Friday, October 12, 2012

lots of lost, one found


No matter what kind of lost you feel:
whether you feel confused or perplexed,
whether you feel like you are missing pieces in your life,
whether you lament something that is gone,
or that you forfeited,
or that you squandered,
there is just one solution.
There is only one antonym to all these
synonyms
to lost.
No matter what kind of lost,
there is always this:

FOUND.

"So he returned home to his father.  And while he was still a long way off, his father saw him coming.   Filled with love and compassion, he ran to his son, embraced him, and kissed him."
Luke 15: 20, NLT

Linking with Sandra on SaturdayDeidra on Sunday, and  Laura on Monday.

And by the way, I just joined Twitter!  Would love to hang together there!
@jenfergie2000

Wednesday, October 10, 2012

Close Enough to Forget: Love Believes First

About this series:  We all need encouragement, to be reminded we matter. Sometimes the nearest and dearest to us get the least of that needed encouragement. We've all spread ourselves too thin at times leaving little reserved for the ones we've committed to give to most, our spouse. So we're going to do something about it. We're going to focus on the ones living right under our own roof, sleeping in our own bed. But no worries if you're spouse-free. You can apply the encouragement to someone in your life who needs it: children, co-workers, friends, family members. Any soul will do because we all long to know we are seen and heard. Wherever you see "spouse," substitute someone else's name.  So grab a cup of coffee or whatever it is you're drinking today, and get ready to give a little. You'll be glad you did.
photo credit
Underneath a capricious prairie sky, we drive east along the Trans-Canada Highway.


The autumn sun is behind us. It pours out all it has left, in yellow and gold, and turns this concrete highway into a river of fire. But today as we drive home from Thanksgiving, we remember how to feel safe in the wispiness of clouds, remaining open to receive whatever comes our way, even as a dark and steely weight walks across the prairie and sets off whispers of a looming storm.

In the far distance, some of the clouds have already collapsed into thin strands. They hang over the barren fields like frozen tears.

A train hums along beside us and we eventually pass it. The colourful cars stand out against the sky which has turned strange and smoky grey. Ella Fitzgerald's "Solitude" comes on the radio. "Dear Lord above, send back my love."

Her prayer wobbles through the speakers.

"Are you looking for a rainbow, too?" asks Toby. She doesn't look at me. My wife simply leans forward in her seat, into the promise.

Our youngest is sleeping in the backseat. Our oldest sits behind me, musing over the infinite questions which a five-year-old mind can already harbour. Meanwhile, I'm wrestling with just one question: what can I say about marriage?

INSTRUCTIONS FOR THE TASK:
In the blog text, what song comes on the radio during the drive home from Thanksgiving?

SUPPLIED INFORMATION:
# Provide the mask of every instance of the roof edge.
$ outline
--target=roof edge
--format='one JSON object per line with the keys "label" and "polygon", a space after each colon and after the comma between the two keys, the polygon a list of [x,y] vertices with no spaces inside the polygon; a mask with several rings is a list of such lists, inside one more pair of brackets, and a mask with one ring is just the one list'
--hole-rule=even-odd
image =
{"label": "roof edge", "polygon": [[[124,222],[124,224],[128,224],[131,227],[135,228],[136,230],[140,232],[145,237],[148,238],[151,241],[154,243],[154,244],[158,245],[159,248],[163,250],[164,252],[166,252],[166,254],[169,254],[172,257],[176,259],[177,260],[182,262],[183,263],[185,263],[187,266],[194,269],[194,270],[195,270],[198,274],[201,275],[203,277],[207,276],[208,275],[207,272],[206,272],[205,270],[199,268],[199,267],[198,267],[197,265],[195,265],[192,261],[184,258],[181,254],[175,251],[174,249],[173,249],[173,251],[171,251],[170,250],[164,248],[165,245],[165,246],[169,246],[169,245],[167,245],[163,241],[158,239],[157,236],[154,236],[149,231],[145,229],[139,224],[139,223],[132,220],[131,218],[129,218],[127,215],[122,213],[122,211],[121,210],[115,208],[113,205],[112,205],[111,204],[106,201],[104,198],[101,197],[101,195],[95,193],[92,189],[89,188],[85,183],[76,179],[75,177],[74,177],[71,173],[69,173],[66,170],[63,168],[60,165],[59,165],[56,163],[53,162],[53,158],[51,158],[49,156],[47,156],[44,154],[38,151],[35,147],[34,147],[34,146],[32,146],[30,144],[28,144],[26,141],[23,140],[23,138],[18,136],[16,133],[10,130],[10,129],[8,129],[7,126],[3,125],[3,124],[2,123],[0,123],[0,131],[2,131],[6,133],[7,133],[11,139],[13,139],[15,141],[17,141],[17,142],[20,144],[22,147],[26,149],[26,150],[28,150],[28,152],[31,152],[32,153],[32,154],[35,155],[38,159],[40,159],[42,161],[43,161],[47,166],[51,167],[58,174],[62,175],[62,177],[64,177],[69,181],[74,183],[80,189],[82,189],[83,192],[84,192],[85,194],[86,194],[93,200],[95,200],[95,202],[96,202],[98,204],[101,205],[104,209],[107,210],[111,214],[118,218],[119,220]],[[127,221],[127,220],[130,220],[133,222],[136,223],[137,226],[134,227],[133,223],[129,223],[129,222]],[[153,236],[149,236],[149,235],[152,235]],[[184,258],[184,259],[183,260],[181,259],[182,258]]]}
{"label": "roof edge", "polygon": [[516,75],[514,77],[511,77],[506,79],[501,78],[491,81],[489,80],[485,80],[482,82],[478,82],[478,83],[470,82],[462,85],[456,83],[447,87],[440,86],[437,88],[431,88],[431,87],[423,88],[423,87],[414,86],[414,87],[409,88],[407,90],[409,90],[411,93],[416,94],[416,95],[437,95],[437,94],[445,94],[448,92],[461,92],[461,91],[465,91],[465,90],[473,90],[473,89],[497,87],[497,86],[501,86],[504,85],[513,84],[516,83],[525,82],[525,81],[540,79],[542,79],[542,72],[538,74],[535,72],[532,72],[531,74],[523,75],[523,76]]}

RESULT:
Ella Fitzgerald's "Solitude."